__Brief__
Could you rewrite every line of the records, from the line with "[locate] child's shorts" through the end of the records, adding 137 to each coordinate in the answers and leaving all other lines unchanged?

__Extracted material__
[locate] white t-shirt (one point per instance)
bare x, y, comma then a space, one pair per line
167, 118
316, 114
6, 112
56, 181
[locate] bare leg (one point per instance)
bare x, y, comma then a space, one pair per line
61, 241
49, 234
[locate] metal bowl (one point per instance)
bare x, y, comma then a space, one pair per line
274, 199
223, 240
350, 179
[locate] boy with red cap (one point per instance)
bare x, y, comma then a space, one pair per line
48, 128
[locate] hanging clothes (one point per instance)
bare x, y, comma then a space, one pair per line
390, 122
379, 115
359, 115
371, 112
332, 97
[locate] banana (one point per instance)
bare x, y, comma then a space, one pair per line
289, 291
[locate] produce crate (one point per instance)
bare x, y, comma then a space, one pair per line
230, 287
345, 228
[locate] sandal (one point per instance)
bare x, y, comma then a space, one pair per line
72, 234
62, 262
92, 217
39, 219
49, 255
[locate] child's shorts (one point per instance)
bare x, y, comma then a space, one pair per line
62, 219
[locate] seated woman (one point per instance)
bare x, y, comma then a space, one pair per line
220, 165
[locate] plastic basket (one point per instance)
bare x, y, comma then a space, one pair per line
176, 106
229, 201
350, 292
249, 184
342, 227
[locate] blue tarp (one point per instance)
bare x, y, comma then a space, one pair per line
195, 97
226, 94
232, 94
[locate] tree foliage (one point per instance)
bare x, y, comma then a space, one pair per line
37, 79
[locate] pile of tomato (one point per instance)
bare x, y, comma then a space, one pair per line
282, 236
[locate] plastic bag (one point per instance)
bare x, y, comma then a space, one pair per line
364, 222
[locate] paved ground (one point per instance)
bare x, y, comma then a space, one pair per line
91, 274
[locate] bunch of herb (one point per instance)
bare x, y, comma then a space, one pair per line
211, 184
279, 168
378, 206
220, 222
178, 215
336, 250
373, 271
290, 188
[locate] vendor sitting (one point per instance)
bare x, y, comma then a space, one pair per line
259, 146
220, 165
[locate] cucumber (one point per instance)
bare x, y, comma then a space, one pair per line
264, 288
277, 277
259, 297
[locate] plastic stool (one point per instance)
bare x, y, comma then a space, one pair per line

__Response to the exercise__
[locate] child's shorts (one point per instance)
bare x, y, comma then a space, one pair per line
199, 356
[locate] seated woman (one point per instance)
bare x, y, comma then a space, one pair per line
357, 302
[locate] plastic basket (one point per instance)
bare x, y, comma then a space, one pair per line
313, 243
366, 338
487, 429
386, 321
479, 364
[locate] blue tarp (one point per instance)
bare x, y, comma then a space, one pair per line
332, 234
363, 231
369, 231
[locate] tree foliage (one point per instance)
bare x, y, comma then a space, one pair per line
174, 216
[locate] pile of tomato (one point per instance)
bare x, y, comma then a space, one pair per line
419, 373
[locate] plastic bag (one point per instance)
bare x, y, comma then a space, one pair per line
501, 359
[locate] paved ground (one point per instance)
bare x, y, comma then a space, one pair per line
228, 411
[locate] bunch of herb (one point per instance)
bare x, y, comma then a space, one pair per line
348, 321
416, 305
515, 343
357, 359
315, 352
473, 387
510, 408
427, 325
[locate] vendor sitting (one point per instance)
bare x, y, comma then a space, one pair per line
396, 283
357, 302
[locate] cucumber (one point per instance)
bare x, y, comma then a space, one pair per line
401, 425
414, 414
396, 434
[locate] plastic stool (one point per instance)
bare x, y, comma then a space, one pair per line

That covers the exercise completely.